Provided information section start

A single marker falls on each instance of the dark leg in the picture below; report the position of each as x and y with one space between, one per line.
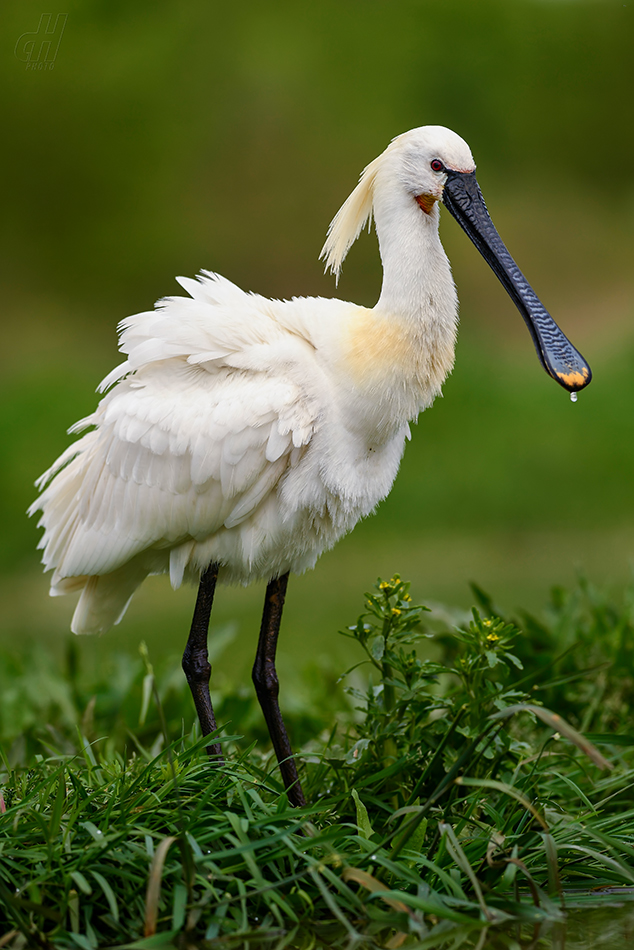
195 658
267 687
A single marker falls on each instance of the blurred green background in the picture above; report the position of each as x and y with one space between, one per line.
170 137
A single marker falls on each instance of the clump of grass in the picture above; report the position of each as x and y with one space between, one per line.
449 799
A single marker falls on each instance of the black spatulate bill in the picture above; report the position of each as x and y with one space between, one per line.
463 198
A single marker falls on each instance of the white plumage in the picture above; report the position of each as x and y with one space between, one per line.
254 433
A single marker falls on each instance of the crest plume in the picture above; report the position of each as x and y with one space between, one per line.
346 225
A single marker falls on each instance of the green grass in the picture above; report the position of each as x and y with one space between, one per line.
451 790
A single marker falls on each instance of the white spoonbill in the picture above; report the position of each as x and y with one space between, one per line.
243 436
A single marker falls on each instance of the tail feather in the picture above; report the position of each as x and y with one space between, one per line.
105 598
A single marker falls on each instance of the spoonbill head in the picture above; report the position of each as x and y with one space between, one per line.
242 436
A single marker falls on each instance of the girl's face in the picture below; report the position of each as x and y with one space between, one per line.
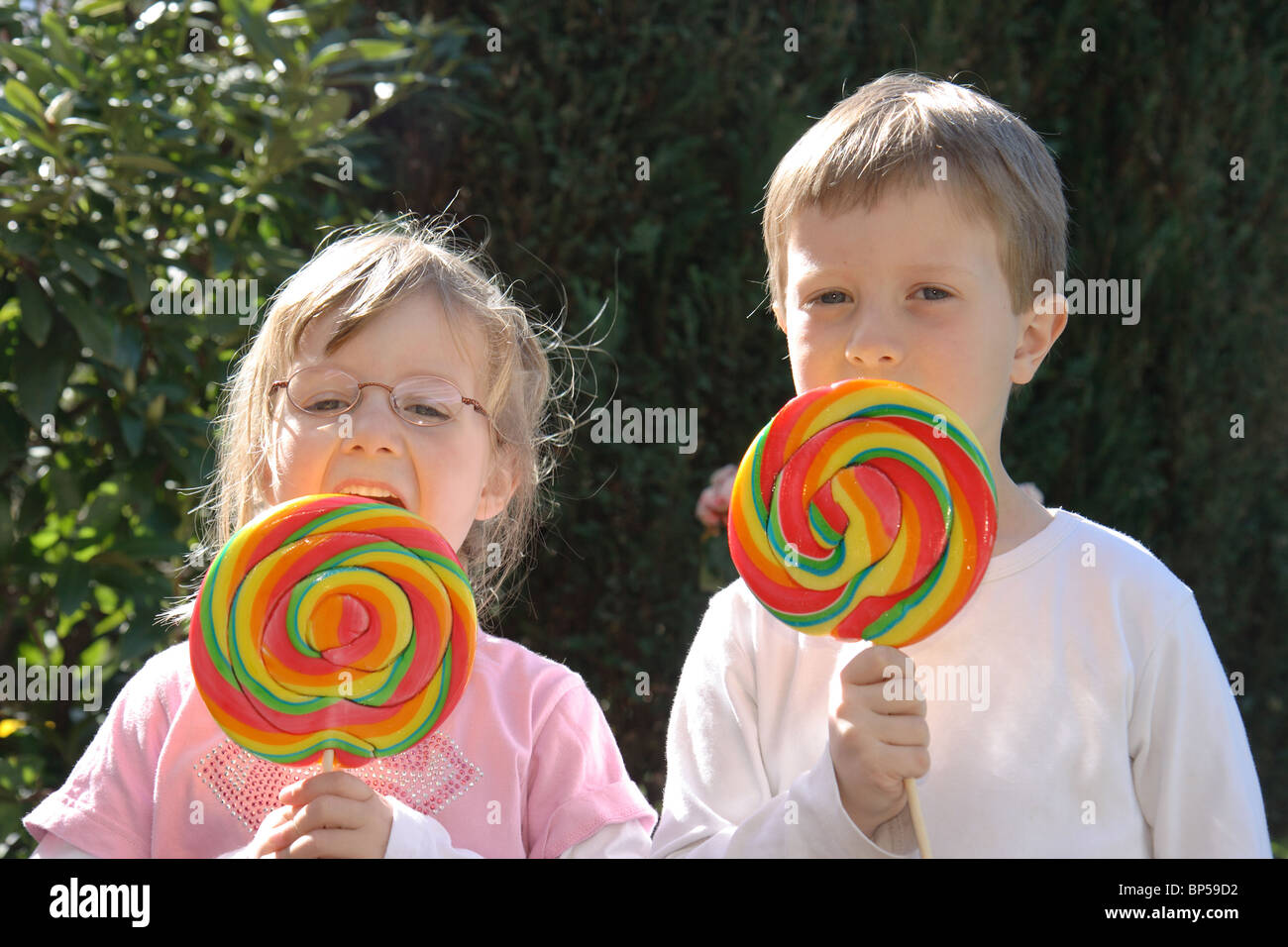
443 472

Provided information section end

▶ [Your instructions]:
Every line from the one with "A single marker falls on each instance of the girl's" through the last line of the data must be copied exactly. Leave the pictures out.

▶ [Answer below]:
A single marker falls on each instance of the girl's face in the picture below; report the position of each as x and y with one space between, one per line.
443 472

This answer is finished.